*BLOC DE TEXTE*.
::::::::::
Burundi news, le 04/08/2012

LE PRECURSEUR DE L'INDEPENDANCE DU BURUNDI : UNARU DE NTUNGUKA

 Par Gratien Rukindikiza

Comme toute histoire qui se respecte, il y a toujours une partie des évènements moins connus, ignorés même, qui font l'histoire. Les conditions objectives d'une révolution, d'un changement sont le fruit d'un processus d'au moins de quelques années. Le mouvement qui déclenche le changement se réfère souvent à ce travail fait en amont.

Au Burundi, contrairement aux idées reçues, la volonté de l'indépendance n'est pas née après le retour de Rwagasore au Burundi ou à la formation de l'UPRONA. Ayant été un parti unique depuis longtemps, l'UPRONA a caché une partie de l'histoire du pays pour garder le monopole de la lutte pour l'indépendance. Avant l'UPRONA, un autre parti existait et avait créé des conditions propices à la lutte pour l'indépendance.

D'un mouvement de protestation contre les spoliations des terre à la naissance des coopératives

Dès 1955, les paysans de Bulinga à Mpanda, se plaignaient de la spoliation de leurs terres. Le chef de Bulinga en la personne de Ntunguka était à la tête du mouvement de protestation. Après l'autorisation de protestation par des pétitions par les Nations Unies, Ntunguka fut le grand champion de ces pétitions, surtout lors des visites des diplomates de l'ONU. De ce mouvement de protestation, est née l'idée de l'indépendance. Ntunguka fut le premier à demander l'indépendance, non pas du Burundi seul mais du Ruanda Urundi avant même le retour de Rwagasore de la Belgique. Ntunguka avait d'abord créé l'association Ruzizi pour s'opposer à l'expropriation des terres.
::::::::::
Entrées de contours de formes

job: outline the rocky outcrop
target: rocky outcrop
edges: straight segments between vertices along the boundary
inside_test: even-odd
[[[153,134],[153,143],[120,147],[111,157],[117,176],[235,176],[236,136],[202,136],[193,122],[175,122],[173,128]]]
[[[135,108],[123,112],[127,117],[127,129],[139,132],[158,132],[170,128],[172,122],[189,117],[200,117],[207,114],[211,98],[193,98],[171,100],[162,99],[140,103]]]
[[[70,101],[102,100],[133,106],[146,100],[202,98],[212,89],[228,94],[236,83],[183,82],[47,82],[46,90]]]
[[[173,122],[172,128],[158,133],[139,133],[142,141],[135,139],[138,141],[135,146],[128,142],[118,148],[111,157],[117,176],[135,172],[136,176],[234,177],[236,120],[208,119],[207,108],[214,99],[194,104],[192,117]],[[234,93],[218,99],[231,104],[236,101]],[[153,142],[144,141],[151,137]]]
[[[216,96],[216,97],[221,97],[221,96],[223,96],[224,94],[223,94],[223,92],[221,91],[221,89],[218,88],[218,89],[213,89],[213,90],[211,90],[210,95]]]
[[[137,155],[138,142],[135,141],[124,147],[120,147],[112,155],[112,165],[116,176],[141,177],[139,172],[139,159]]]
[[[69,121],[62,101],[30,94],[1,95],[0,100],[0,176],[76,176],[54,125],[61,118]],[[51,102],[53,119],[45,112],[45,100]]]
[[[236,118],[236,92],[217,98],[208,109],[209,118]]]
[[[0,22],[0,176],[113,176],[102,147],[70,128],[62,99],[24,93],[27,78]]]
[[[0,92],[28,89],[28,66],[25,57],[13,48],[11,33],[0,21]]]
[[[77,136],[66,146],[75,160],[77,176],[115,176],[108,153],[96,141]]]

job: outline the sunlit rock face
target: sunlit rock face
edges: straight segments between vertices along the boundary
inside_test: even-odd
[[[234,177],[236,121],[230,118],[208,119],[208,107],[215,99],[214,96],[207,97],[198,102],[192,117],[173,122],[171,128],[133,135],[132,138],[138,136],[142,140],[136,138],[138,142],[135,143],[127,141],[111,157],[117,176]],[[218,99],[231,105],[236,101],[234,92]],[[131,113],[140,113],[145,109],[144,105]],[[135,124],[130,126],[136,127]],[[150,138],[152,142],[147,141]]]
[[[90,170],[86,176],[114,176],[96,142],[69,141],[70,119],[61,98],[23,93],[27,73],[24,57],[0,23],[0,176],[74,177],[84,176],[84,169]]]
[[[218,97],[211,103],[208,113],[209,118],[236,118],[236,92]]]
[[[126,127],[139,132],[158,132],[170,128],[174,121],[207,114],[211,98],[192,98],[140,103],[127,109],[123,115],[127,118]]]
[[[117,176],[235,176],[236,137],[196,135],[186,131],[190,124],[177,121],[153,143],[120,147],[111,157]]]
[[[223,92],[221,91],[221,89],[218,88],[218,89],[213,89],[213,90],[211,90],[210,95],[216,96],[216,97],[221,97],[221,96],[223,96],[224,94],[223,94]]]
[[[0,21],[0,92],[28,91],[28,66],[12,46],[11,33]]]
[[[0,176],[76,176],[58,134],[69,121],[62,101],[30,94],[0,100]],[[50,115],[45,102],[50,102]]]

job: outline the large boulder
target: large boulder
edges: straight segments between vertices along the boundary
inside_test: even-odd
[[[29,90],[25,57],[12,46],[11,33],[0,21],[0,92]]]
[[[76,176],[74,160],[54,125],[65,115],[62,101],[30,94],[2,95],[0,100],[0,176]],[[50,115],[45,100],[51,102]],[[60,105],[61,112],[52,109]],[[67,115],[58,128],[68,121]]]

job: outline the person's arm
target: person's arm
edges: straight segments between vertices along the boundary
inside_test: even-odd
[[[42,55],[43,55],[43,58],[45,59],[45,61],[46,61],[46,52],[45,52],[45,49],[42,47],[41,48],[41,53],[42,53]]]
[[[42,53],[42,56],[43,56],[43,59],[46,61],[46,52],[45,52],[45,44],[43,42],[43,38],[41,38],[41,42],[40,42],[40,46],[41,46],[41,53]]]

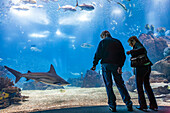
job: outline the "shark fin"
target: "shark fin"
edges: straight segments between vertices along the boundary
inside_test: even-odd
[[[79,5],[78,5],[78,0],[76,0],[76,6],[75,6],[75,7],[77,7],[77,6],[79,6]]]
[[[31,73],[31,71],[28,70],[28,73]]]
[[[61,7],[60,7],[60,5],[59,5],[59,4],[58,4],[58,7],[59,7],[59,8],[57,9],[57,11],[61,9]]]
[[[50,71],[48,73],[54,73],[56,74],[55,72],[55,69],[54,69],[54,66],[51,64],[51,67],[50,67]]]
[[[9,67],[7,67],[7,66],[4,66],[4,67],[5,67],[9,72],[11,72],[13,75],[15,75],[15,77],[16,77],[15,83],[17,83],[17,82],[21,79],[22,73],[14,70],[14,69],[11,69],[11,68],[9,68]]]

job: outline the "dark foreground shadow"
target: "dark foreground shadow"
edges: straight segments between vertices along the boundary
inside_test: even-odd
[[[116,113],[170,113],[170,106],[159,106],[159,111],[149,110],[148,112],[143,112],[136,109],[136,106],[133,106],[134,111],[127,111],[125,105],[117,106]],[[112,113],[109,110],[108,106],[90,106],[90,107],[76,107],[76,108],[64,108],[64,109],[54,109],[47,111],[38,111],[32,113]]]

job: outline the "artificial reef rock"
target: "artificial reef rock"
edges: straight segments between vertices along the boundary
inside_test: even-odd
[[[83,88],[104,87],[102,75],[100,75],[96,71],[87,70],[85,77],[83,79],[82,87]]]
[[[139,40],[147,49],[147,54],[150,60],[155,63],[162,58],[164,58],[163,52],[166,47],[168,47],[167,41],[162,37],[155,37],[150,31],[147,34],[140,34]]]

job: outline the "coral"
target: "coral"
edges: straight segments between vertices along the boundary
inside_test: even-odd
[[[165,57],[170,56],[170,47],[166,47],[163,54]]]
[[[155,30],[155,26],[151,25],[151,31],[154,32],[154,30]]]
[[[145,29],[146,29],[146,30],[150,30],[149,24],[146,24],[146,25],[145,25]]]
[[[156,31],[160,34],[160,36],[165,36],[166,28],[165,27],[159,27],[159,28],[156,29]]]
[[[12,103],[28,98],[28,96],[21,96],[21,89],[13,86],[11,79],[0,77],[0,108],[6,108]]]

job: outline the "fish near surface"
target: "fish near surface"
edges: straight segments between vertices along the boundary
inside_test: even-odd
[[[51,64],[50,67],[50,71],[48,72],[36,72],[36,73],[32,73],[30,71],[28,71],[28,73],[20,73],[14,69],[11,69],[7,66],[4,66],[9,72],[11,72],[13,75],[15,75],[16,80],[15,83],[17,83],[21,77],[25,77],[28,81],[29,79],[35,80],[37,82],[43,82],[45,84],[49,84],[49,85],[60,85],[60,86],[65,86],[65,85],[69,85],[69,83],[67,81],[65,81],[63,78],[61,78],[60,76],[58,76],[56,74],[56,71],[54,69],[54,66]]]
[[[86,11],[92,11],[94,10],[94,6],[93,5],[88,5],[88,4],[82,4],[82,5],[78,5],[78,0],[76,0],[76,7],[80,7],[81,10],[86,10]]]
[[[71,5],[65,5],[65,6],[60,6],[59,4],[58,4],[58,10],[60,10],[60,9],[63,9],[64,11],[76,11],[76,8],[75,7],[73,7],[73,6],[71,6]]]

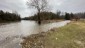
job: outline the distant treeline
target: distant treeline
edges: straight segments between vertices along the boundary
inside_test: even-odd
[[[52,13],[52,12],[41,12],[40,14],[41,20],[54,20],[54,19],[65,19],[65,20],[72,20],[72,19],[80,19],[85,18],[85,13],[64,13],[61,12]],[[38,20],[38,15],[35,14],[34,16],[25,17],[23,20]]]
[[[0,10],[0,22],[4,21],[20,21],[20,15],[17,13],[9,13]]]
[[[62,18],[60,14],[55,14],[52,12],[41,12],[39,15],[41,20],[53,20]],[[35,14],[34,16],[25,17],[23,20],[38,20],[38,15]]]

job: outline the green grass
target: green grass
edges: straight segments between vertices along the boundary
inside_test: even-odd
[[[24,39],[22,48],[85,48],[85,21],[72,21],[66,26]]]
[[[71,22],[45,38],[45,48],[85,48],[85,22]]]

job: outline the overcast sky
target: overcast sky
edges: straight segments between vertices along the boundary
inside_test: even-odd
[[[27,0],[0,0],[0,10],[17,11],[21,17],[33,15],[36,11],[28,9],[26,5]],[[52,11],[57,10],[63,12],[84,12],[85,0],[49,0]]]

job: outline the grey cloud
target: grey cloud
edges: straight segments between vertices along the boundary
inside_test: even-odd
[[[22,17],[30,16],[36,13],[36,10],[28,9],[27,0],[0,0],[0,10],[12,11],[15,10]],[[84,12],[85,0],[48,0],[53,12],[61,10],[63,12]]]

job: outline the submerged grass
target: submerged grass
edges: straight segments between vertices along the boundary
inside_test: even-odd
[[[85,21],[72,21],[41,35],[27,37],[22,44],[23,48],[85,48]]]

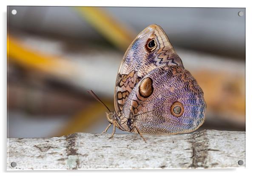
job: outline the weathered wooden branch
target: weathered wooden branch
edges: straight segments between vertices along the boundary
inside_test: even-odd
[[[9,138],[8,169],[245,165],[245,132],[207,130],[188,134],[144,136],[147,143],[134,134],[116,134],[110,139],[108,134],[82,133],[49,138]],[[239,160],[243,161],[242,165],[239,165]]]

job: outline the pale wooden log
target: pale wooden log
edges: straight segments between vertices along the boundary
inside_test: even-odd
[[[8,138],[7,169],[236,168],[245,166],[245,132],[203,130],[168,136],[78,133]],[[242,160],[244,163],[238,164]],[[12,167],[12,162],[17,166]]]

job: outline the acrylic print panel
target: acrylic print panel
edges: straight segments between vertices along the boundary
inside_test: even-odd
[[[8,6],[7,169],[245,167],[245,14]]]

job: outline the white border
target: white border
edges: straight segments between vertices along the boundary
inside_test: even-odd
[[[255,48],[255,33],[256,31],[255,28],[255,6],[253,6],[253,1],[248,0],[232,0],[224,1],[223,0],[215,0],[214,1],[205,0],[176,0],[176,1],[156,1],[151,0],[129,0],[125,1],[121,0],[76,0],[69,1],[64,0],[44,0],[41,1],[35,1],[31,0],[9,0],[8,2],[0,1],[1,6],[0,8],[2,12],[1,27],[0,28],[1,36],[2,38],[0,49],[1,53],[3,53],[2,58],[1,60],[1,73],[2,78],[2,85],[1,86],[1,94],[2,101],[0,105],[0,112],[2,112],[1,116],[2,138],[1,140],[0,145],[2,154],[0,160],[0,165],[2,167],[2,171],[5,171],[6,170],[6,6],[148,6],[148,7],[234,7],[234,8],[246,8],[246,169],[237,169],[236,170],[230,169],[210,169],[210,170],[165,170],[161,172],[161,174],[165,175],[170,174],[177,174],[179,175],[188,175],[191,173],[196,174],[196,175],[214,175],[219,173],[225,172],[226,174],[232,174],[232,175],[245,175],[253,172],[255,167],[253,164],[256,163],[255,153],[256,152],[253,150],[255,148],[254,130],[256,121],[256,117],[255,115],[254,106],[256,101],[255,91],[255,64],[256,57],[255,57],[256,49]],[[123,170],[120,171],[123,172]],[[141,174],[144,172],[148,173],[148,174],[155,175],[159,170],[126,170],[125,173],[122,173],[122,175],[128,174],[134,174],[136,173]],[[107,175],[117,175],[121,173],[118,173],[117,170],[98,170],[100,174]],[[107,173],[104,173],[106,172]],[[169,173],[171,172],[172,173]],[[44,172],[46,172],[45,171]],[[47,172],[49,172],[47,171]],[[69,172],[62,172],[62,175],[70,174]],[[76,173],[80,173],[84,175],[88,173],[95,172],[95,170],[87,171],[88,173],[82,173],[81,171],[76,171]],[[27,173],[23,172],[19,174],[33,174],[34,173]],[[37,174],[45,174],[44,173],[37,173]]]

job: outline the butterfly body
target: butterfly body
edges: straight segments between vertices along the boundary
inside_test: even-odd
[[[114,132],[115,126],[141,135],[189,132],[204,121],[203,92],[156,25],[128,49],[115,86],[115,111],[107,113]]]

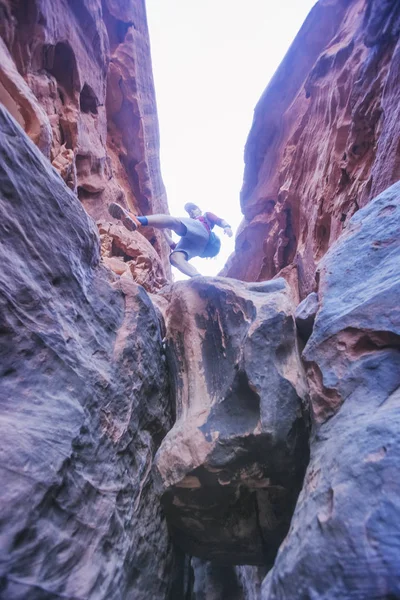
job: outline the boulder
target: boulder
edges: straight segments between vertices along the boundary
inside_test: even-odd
::::::::::
*OBJECTIF A*.
Répondez à ces questions sur l'article consacré à Ntunguka et à l'indépendance du Burundi :
(i) Quel parti, selon l'article, a été un parti unique depuis longtemps ?
(ii) Dès quelle année les paysans de Bulinga se plaignaient-ils de la spoliation de leurs terres ?
(iii) Quelle association Ntunguka avait-il d'abord créée ?
*OBJECTIF B*. Poursuivez l'article sur Ntunguka et l'indépendance du Burundi après sa dernière phrase.
Les lignes ne servent à rien pour ce travail.

*RÉPONSE A*.
(i) L'UPRONA.
(ii) Dès 1955.
(iii) L'association Ruzizi.

*RÉPONSE B*.
Ntunguka et Bigiraneza ont créé des coopératives  du Ruanda Urundi en 1955. Ce sont ces coopératives qui seront les bases de la création du premier parti politique burundais.

C'est en 1957, que le Prince Louis Rwagasore emboîtera le pas de Ntunguka, avec lequel il échangeait beaucoup en créant une coopérative des commerçants du Burundi CCB. La CCB avait plusieurs boutiques. En 1958, les boutiques de la CCB étaient au bord de la faillite. Soucieux d'aider le Prince Louis Rwagasore, Ntunguka a pu obtenir des fonds de la part de Nyerere pour éviter la faillite de la CCB de Rwagasore.

Naissance de l'UNARU

L'Union Nationale du Ruanda Urundi (UNARU) a été agréée le 28/07/1959 mais ce parti existait depuis certaines années dans la clandestinité. Il a été fondé par :

 Ntunguka Barnabé, président

Masudi Siwatu, vice-président

Salum Hassani Mashangwa, secrétaire

Hamimu Musafiri, secrétaire adjoint

Shabani Himidi, trésorier

Membres du comité central : Antoine Bigiraneza, Hassan Ramadhani, Paul Mavungu, Kagimbi Mpaha, Mikidadi Baruwani, Saidi Ramadhani, Hussein Risasi, Rashidi Kabumbe et Ali Mchanga.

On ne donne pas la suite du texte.